Within the entries underneath, how many lines include the string "black"? State only the number.

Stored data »
__________________________________________________

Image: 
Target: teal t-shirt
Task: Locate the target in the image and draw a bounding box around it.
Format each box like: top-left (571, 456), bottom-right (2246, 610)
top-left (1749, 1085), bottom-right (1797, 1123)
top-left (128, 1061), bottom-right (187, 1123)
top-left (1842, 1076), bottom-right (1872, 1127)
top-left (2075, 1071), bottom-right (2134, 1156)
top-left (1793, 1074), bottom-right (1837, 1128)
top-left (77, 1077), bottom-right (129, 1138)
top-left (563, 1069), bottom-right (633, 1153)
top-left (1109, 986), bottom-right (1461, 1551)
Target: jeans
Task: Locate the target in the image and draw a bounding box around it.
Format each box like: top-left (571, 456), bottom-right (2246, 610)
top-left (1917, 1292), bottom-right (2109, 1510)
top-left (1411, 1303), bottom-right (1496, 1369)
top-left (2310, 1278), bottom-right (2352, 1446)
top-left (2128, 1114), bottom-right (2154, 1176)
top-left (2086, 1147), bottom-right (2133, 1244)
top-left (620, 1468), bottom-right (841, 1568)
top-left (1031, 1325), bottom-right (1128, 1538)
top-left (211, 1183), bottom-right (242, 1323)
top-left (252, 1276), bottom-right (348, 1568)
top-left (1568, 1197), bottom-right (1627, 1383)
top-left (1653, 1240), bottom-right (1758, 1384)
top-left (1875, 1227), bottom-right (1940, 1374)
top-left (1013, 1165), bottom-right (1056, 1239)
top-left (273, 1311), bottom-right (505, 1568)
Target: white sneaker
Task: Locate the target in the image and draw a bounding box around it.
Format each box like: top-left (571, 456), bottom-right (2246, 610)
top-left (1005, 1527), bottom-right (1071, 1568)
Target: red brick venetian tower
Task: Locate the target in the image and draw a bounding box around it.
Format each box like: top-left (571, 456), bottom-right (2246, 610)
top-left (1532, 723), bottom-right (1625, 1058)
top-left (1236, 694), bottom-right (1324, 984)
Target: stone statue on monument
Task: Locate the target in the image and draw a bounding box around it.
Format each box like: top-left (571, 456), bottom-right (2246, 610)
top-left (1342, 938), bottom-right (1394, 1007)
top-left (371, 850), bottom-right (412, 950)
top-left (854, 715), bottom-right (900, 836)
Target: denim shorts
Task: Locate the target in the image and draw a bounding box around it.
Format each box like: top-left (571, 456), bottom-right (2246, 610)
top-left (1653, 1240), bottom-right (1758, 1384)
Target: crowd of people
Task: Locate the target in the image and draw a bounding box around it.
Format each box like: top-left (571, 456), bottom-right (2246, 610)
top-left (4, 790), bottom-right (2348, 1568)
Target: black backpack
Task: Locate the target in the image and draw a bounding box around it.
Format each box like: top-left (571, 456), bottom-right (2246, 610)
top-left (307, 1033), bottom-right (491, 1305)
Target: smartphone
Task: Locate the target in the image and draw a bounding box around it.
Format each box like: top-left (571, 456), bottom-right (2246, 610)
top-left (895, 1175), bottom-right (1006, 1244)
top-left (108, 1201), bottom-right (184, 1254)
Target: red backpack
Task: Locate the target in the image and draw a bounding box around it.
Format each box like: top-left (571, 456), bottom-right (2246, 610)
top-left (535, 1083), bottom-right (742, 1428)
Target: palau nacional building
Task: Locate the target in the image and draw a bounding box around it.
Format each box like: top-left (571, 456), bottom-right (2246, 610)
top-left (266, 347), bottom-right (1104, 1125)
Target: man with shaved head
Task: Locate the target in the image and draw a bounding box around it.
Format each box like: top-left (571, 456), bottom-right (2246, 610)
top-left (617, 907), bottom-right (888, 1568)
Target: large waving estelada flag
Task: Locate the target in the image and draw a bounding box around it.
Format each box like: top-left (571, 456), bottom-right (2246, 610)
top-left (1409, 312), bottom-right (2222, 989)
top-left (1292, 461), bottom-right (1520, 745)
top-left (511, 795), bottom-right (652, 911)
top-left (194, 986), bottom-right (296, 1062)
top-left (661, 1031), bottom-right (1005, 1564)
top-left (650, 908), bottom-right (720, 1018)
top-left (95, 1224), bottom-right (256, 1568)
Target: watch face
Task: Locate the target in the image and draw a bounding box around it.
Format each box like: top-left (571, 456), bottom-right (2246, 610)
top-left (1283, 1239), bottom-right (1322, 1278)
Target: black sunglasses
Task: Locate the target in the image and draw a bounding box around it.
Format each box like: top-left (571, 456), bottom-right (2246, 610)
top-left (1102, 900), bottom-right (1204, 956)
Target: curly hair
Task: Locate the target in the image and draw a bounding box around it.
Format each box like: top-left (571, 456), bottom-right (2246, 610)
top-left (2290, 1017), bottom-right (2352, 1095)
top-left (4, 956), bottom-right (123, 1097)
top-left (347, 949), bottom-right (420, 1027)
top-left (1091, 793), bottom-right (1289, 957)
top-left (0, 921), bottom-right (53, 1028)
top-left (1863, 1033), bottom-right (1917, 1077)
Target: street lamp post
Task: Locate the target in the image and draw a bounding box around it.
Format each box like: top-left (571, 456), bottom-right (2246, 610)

__________________________________________________

Answer to this exercise » 2